[start of DATA TO PROCESS]
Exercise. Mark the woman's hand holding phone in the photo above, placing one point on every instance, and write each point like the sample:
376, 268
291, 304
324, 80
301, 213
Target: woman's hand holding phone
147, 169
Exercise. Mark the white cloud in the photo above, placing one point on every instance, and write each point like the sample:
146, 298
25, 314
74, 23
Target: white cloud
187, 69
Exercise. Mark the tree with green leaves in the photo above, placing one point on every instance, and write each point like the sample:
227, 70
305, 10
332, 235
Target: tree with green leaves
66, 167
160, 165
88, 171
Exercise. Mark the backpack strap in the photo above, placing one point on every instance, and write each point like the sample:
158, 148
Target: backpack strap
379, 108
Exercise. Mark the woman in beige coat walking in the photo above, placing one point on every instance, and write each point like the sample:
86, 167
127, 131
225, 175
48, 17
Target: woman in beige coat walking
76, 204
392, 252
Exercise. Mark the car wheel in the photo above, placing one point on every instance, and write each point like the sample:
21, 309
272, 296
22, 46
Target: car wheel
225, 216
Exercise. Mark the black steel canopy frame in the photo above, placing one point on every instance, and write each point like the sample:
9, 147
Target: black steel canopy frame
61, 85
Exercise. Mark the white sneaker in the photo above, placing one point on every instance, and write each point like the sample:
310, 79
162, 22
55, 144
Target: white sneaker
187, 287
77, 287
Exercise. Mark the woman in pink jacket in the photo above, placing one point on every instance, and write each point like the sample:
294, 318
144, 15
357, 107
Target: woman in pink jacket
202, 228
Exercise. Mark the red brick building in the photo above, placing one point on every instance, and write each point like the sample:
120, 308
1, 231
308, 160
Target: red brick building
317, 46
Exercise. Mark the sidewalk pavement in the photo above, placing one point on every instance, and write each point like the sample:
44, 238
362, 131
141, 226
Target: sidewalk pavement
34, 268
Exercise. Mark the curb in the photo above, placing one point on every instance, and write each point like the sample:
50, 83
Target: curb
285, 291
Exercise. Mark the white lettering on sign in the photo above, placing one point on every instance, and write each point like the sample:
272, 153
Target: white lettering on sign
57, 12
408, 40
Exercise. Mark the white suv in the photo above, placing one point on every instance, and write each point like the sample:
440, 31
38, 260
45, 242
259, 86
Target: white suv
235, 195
[end of DATA TO PROCESS]
Number every line of the records above as one list, leaving out blank lines.

**FULL ANSWER**.
1. Exercise. Mark the woman's hand holding phone in the photo above, placing one point on every instance, and write each point like the sample:
2. 376, 268
3. 291, 304
4. 324, 80
5. 301, 213
6. Target: woman's hand holding phone
7. 147, 169
8. Exercise. Mark the white cloud in the photo above, placing one point on every instance, and write each point like the sample:
9. 146, 298
10. 25, 314
11. 74, 23
12. Target: white cloud
13. 187, 69
14. Exercise. Mark the tree with green leaves in the photo above, placing one point on every instance, and write each point like the sample:
15. 227, 70
16. 305, 10
17. 332, 235
18. Target: tree with green leaves
19. 66, 167
20. 160, 165
21. 88, 171
22. Exercise. Mark the backpack strap in the photo above, placing one point on every instance, and write each point like the sample:
23. 158, 148
24. Target: backpack strap
25. 379, 108
26. Exercise. Mark the woman in beige coat walking in the photo above, placing one point on every instance, and write each point like the sample:
27. 86, 167
28. 127, 131
29. 225, 175
30. 48, 17
31. Target: woman in beige coat walking
32. 76, 204
33. 392, 252
34. Exercise. Mark the car wheel in the photo above, placing one point on every instance, and write each point like the sample:
35. 21, 309
36. 272, 296
37. 22, 46
38. Target: car wheel
39. 225, 216
40. Exercise. Mark the black steel canopy frame in the photo above, placing one point on every instance, and write each point like the sample:
41. 9, 147
42. Target: black steel canopy frame
43. 61, 85
44. Exercise. Mark the white sneaker in the photo above, placing one point on every instance, and write each point like the sample:
45. 310, 79
46. 162, 22
47. 55, 144
48. Target: white sneaker
49. 187, 287
50. 77, 287
51. Exercise. Mark the woman in pink jacket in the photo above, placing one point on every instance, and write each point like the sample:
52. 294, 318
53. 144, 15
54. 357, 107
55. Target: woman in pink jacket
56. 202, 228
57. Exercise. Mark the red brick building in the photo above, placing one point on every instance, and write each point like the sample:
58. 120, 308
59. 1, 231
60. 308, 160
61. Target: red brick building
62. 317, 46
63. Exercise. Mark the sidewalk pavement in the photo above, placing one point on every instance, and write each point like the sample:
64. 44, 238
65. 362, 131
66. 141, 226
67. Target: sidewalk pavement
68. 34, 268
69. Exercise. Mark the curb in the photo above, placing one point on every instance, and write each point like the sample:
70. 50, 83
71. Target: curb
72. 285, 291
73. Exercise. Mark the white lettering on sign in the photo above, placing one point on every instance, and write each point like the sample:
74. 272, 153
75. Target: white lettering on sign
76. 57, 12
77. 408, 40
78. Exercise. Mark the white suv in the photo above, placing one point on every instance, and write each point like the sample:
79. 440, 31
80. 38, 260
81. 45, 242
82. 259, 86
83. Target: white suv
84. 235, 195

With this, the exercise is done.